Start of Block

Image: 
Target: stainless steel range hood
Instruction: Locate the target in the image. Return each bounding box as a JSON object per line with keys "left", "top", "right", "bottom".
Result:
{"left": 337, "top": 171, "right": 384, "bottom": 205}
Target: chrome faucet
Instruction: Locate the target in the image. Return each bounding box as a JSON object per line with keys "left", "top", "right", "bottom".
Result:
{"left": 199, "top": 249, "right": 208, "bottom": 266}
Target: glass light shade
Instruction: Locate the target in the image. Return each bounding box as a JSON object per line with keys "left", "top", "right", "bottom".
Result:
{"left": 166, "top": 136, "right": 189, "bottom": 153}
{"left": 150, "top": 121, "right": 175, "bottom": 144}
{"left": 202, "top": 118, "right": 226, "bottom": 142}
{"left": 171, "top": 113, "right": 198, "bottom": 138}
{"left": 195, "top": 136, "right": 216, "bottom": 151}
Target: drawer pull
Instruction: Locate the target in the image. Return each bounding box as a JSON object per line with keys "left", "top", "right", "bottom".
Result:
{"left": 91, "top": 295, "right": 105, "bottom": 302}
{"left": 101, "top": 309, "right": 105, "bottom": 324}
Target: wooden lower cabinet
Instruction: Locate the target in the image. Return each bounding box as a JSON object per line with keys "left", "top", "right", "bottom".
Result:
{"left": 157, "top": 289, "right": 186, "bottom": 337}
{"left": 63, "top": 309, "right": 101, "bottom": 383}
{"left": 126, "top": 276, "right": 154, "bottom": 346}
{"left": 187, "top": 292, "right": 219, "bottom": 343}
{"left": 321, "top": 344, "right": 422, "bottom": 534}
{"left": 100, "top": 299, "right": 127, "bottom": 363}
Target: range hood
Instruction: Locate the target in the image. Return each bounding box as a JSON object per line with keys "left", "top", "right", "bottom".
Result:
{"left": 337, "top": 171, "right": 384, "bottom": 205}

End of Block

Working from the material above, retype exactly the lines from the one with "Target: glass light shade" through the one with "Target: wooden lower cabinet", both included, and only those lines.

Target: glass light shade
Instruction: Locate the target in the image. Return each bounding box as a JSON object per line with keys "left", "top", "right", "bottom".
Result:
{"left": 166, "top": 136, "right": 189, "bottom": 153}
{"left": 150, "top": 121, "right": 175, "bottom": 144}
{"left": 202, "top": 118, "right": 226, "bottom": 142}
{"left": 171, "top": 113, "right": 198, "bottom": 138}
{"left": 195, "top": 136, "right": 216, "bottom": 151}
Target: drawer pull
Instruction: Locate the target in the image. Return each bounding box as a JSON object per line with keys "left", "top", "right", "bottom".
Result:
{"left": 91, "top": 295, "right": 105, "bottom": 302}
{"left": 101, "top": 309, "right": 105, "bottom": 324}
Target: wooden lower cabinet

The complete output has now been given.